**Stated problem A**
Summarize the excerpt on religious experience in two sentences.
______________________________
3. The human mind, the mechanism for
intercommunication and interassociation between spirit and matter, between the
material and the spiritual.
101:5.6 Scientists assemble facts, philosophers
co-ordinate ideas, while prophets exalt ideals. Feeling and emotion are
invariable concomitants of religion, but they are not religion. Religion may
be the feeling of experience, but it is hardly the experience of feeling.
Neither logic (rationalization) nor emotion (feeling) is essentially a part of
religious experience, although both may variously be associated with the
exercise of faith in the furtherance of spiritual insight into reality, all
according to the status and temperamental tendency of the individual
mind.
101:5.7 Evolutionary religion is the outworking of
the endowment of the local universe mind adjutant charged with the creation
and fostering of the worship trait in evolving man. Such primitive religions
are directly concerned with ethics and morals, the sense of human duty.
Such religions are predicated on the assurance of conscience and result in the
stabilization of relatively ethical civilizations.
101:5.8 Personally revealed religions are sponsored
by the bestowal spirits representing the three persons of the Paradise Trinity
and are especially concerned with the expansion of truth. Evolutionary
religion drives home to the individual the idea of personal duty; revealed
religion lays increasing emphasis on loving, the golden rule.
101:5.9 Evolved religion rests wholly on faith.
Revelation has the additional assurance of its expanded presentation of the
truths of divinity and reality and the still more valuable testimony of the
actual experience which accumulates in consequence of the practical working
union of the faith of evolution and the truth of revelation. Such a working
union of human faith and divine truth constitutes the possession of a
character well on the road to the actual acquirement of a morontial
personality.
101:5.10 Evolutionary religion provides only the
assurance of faith and the confirmation of conscience; revelatory religion
provides the assurance of faith plus the truth of a living experience in the
realities of revelation. The third step in religion, or the third phase of the
experience of religion, has to do with the morontia state, the firmer grasp of
mota. Increasingly in the morontia progression the truths of revealed religion
are expanded; more and more you will know the truth of supreme values, divine
goodnesses, universal relationships, eternal realities, and ultimate
destinies.
101:5.11 Increasingly throughout the morontia
progression the assurance of truth replaces the assurance of faith. When you
are finally mustered into the actual spirit world, then will the assurances of
pure spirit insight operate in the place of faith and truth or, rather, in
conjunction with, and superimposed upon, these former techniques of
personality assurance.
6. PROGRESSIVE RELIGIOUS EXPERIENCE
101:6.1 The morontia phase of revealed religion has
to do with the experience of survival, and its great urge is the
attainment of spirit perfection. There also is present the higher urge of
worship, associated with an impelling call to increased ethical service.
Morontia insight entails an ever-expanding consciousness of the Sevenfold, the
Supreme, and even the Ultimate.
101:6.2 Throughout all religious experience, from
its earliest inception on the material level up to the time of the attainment
of full spirit status, the Adjuster is the secret of the personal realization
of the reality of the existence of the Supreme; and this same Adjuster also
holds the secrets of your faith in the transcendental attainment of the
Ultimate. The experiential personality of evolving man, united to the Adjuster
essence of the existential God, constitutes the potential completion of
supreme existence and is inherently the basis for the superfinite eventuation
of transcendental personality.
______________________________
**Stated problem B**
Count the lines of the entries below that contain the word "water", and give only that number.

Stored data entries
______________________________
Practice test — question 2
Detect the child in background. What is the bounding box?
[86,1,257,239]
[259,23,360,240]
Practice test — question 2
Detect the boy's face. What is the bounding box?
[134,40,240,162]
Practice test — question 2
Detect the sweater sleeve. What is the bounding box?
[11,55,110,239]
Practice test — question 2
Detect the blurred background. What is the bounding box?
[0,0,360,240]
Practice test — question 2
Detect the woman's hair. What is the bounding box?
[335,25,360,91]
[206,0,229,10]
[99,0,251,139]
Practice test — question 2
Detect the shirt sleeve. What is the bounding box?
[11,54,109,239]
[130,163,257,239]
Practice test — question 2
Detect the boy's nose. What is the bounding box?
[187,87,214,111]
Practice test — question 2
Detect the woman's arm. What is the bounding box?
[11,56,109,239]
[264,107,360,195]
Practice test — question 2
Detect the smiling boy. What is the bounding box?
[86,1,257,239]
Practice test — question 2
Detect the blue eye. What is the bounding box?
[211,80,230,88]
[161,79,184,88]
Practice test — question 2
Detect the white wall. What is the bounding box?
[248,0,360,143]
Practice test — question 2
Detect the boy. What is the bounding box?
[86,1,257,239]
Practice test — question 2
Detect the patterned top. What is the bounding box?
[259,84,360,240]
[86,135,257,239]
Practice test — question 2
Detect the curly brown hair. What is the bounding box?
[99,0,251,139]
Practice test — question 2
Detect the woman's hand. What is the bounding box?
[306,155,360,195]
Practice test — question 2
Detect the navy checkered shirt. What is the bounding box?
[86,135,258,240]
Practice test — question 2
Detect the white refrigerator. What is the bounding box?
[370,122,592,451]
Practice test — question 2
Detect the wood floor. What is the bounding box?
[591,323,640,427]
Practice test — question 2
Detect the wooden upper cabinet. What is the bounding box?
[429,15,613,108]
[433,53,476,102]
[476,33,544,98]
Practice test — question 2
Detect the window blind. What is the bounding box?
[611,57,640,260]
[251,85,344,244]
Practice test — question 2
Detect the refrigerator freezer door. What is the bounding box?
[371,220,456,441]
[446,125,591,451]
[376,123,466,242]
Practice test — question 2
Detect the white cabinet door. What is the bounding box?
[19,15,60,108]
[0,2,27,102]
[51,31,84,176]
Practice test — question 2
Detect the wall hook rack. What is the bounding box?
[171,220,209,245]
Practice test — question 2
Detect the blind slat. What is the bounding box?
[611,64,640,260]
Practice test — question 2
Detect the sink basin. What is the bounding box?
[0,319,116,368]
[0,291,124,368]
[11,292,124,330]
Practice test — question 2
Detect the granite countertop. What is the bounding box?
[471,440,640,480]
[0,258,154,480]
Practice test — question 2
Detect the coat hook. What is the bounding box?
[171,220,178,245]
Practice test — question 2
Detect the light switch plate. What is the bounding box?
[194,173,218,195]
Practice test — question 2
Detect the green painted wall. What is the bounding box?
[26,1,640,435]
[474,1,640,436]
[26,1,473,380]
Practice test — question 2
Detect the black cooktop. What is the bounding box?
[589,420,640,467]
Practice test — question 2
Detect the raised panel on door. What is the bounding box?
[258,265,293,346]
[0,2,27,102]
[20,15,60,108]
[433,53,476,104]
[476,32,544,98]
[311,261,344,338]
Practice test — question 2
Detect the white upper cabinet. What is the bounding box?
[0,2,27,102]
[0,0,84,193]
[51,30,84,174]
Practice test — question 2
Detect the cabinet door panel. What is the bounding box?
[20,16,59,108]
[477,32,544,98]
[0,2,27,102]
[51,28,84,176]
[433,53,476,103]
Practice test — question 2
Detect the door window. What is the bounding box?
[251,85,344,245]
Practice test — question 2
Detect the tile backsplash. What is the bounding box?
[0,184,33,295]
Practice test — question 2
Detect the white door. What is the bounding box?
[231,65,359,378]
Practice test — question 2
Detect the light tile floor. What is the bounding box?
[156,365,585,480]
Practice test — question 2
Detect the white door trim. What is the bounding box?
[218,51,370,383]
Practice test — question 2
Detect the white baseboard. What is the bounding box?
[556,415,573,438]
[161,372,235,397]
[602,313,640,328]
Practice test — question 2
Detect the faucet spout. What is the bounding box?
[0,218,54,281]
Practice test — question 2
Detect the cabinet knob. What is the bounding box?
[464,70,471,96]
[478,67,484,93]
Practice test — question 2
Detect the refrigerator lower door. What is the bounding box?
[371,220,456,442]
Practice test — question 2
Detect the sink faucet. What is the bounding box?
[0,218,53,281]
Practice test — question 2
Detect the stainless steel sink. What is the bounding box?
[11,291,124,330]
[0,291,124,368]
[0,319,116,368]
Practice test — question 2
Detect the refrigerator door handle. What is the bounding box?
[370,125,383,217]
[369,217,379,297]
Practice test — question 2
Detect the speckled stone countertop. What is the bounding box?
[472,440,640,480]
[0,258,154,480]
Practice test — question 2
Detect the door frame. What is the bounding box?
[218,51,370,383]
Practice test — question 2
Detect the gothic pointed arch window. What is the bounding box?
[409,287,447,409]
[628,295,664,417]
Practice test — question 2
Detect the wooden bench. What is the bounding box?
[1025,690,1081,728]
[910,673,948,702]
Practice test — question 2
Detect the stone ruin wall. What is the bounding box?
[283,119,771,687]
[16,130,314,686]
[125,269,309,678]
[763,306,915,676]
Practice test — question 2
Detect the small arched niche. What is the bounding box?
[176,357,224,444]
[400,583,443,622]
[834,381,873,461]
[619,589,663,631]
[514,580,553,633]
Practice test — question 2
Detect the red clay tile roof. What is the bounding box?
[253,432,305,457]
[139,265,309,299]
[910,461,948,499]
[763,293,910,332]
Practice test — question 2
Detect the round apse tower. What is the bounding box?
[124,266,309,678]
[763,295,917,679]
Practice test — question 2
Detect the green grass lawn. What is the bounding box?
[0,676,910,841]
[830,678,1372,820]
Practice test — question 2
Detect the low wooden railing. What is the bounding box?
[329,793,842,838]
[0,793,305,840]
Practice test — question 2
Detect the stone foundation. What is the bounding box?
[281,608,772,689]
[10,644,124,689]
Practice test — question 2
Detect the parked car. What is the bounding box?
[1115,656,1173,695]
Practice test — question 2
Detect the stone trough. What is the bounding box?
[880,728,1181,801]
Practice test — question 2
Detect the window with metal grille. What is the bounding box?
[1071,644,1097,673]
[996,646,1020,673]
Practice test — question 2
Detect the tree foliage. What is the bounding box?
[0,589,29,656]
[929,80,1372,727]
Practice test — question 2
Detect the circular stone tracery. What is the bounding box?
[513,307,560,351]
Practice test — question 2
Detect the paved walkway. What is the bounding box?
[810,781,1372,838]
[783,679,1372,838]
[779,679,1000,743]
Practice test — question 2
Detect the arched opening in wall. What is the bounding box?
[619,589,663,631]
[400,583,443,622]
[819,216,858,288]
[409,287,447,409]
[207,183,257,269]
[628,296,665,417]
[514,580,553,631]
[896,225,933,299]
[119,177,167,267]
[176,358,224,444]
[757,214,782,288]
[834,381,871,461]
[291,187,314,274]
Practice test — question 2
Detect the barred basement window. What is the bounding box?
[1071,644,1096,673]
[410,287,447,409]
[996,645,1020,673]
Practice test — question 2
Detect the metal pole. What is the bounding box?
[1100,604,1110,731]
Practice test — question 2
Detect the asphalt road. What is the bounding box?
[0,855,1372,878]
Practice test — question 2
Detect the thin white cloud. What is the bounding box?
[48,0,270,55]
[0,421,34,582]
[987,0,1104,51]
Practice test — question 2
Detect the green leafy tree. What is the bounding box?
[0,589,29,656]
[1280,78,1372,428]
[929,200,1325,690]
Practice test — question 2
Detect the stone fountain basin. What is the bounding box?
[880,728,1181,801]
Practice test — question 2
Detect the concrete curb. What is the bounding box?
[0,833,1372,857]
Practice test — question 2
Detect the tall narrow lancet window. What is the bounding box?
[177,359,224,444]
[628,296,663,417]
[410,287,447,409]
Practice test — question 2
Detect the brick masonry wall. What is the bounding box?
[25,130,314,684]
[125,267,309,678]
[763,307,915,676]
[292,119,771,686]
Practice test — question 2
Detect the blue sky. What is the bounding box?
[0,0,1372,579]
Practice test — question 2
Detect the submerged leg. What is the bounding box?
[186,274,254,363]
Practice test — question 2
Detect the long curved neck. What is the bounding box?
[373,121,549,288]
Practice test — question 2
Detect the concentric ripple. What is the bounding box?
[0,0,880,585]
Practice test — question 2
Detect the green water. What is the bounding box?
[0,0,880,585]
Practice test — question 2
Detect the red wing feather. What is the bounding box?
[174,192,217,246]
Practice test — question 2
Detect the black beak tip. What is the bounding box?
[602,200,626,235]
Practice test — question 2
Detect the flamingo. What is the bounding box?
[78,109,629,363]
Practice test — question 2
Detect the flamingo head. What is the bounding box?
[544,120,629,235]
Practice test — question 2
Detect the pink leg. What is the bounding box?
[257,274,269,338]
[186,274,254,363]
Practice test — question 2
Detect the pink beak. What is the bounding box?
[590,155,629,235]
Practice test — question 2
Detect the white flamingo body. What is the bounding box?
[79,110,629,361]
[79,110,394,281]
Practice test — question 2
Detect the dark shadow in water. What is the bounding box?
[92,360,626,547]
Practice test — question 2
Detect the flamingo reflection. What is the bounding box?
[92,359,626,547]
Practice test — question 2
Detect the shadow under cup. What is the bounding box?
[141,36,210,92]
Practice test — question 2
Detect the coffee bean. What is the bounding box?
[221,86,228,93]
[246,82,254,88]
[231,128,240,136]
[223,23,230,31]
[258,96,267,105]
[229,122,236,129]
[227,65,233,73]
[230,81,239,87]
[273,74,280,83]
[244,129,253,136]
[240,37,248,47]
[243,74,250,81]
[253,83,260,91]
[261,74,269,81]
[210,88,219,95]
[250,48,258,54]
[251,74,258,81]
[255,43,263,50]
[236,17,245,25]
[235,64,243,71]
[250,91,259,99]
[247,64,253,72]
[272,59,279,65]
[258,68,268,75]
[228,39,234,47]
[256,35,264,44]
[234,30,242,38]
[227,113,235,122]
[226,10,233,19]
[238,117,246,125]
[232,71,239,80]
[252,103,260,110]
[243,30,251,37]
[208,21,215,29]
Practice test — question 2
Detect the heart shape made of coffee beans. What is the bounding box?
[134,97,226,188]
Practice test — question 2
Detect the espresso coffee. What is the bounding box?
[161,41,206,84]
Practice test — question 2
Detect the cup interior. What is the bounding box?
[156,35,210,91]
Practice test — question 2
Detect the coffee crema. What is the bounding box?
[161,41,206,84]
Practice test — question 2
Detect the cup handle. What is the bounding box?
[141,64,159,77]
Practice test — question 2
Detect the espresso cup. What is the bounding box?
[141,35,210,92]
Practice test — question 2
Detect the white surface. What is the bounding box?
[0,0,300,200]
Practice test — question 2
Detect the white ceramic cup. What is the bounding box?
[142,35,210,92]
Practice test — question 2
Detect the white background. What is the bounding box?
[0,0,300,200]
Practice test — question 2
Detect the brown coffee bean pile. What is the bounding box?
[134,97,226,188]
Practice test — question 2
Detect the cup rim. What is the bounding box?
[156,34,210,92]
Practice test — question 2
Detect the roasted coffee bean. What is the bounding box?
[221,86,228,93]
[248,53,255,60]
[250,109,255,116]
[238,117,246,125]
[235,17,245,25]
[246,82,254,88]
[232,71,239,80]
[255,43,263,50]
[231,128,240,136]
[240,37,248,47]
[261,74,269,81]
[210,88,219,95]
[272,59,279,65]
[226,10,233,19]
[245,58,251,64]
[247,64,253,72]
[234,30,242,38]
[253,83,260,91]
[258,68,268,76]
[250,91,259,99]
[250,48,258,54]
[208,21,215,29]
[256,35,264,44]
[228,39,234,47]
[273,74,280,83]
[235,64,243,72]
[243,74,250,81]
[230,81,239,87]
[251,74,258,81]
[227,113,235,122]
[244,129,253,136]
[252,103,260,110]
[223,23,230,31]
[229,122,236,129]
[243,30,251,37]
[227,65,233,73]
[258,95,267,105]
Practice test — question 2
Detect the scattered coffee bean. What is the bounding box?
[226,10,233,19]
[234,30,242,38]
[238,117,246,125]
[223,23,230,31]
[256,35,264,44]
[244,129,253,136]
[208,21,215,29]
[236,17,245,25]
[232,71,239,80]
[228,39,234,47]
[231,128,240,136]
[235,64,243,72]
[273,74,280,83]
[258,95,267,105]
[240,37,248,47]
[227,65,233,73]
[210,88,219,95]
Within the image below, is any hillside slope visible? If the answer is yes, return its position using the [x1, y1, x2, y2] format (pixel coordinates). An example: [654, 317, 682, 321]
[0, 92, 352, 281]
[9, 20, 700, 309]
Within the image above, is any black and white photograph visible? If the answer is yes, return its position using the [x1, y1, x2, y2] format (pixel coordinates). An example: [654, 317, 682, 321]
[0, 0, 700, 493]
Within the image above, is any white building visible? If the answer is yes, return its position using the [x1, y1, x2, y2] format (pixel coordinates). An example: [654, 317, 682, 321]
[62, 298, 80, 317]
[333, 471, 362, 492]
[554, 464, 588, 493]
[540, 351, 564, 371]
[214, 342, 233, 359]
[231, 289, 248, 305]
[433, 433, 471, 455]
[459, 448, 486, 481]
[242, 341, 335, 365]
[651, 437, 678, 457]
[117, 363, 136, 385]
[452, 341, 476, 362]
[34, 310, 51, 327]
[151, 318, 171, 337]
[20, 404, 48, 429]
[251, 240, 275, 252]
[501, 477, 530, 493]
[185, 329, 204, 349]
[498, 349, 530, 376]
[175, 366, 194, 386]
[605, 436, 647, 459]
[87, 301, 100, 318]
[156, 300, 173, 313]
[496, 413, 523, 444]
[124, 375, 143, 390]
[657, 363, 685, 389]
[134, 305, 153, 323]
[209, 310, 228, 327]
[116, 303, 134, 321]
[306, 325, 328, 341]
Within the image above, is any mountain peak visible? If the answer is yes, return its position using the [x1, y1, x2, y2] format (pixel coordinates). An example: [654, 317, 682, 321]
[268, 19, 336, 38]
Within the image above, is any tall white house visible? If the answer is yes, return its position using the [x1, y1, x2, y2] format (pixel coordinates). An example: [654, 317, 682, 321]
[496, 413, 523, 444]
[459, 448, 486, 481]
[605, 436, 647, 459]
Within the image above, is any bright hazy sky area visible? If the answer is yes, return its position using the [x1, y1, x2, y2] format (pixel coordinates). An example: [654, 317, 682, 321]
______________________________
**Task answer A**
The excerpt distinguishes evolutionary religion, which provides only the assurance of faith and the confirmation of conscience and stresses personal duty, from revealed religion, which adds the truth of a living experience and emphasizes loving, the golden rule. It describes a morontia phase in which the assurance of truth increasingly replaces the assurance of faith, and it identifies the Adjuster as the secret of the personal realization of the reality of the Supreme throughout all religious experience.

**Task answer B**
2